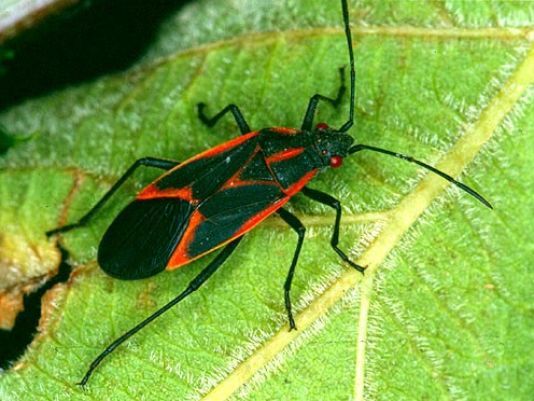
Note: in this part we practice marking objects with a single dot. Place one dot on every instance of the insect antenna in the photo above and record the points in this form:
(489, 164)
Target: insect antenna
(348, 35)
(470, 191)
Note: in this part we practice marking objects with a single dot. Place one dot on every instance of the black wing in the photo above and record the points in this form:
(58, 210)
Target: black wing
(142, 237)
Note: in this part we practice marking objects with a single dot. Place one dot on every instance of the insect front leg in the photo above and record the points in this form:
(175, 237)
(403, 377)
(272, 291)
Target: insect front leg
(328, 200)
(299, 228)
(232, 108)
(145, 161)
(307, 124)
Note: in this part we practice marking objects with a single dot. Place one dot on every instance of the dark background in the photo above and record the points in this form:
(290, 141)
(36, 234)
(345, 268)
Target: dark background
(93, 38)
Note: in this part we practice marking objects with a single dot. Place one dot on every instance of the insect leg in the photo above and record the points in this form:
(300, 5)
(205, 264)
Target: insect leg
(192, 287)
(211, 121)
(296, 225)
(145, 161)
(307, 124)
(328, 200)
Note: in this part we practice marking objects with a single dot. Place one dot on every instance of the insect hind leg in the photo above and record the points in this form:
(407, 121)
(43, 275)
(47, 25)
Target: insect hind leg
(328, 200)
(232, 108)
(307, 124)
(299, 228)
(192, 287)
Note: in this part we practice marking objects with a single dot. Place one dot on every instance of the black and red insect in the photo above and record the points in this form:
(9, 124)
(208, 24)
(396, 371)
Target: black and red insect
(214, 198)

[Task objective] Return the material from above in full, exactly as written, with the pictures omitted.

[Solution]
Note: in this part we practice marking objects with a single dot. Place one dot on every instance of the insect antenna in the photo above and record the points in this form:
(489, 164)
Target: insect antenna
(348, 35)
(470, 191)
Note: in this part we practice marking objects with a single dot. Place one dot on every instance of the black wing in the photo above and record the points in this form:
(58, 210)
Target: black wing
(142, 237)
Note: in this part we practice marking objects with a single dot. Place one dot on every instance of the insect front leg in the photo above and record the points in this form:
(175, 237)
(403, 377)
(272, 291)
Target: insect front leg
(328, 200)
(299, 228)
(232, 108)
(145, 161)
(307, 124)
Note: in this part we practice marking objects with a single dot. Place one dot on every instance of the dark background in the photo above and record the points in this form:
(290, 141)
(36, 234)
(345, 268)
Target: dark background
(93, 38)
Note: in this part we practice marking objects with a single dot. Place one dot on every instance of the insect leg in the photo above and record the points in this form:
(300, 5)
(205, 264)
Target: insect leg
(192, 287)
(211, 121)
(296, 225)
(145, 161)
(307, 124)
(328, 200)
Note: in this part we practice marking objects with a single dot. Place one dot on every instance of the insect hind leg in the photo above and record the points in this form:
(407, 121)
(43, 275)
(47, 25)
Target: insect hind leg
(328, 200)
(232, 108)
(307, 124)
(299, 228)
(192, 287)
Note: in this part we practice marking objects with a single dot. Place one dot on every instance of the black and red insect in the photo above and record the points in this form:
(9, 124)
(208, 24)
(396, 371)
Target: black and red insect
(214, 198)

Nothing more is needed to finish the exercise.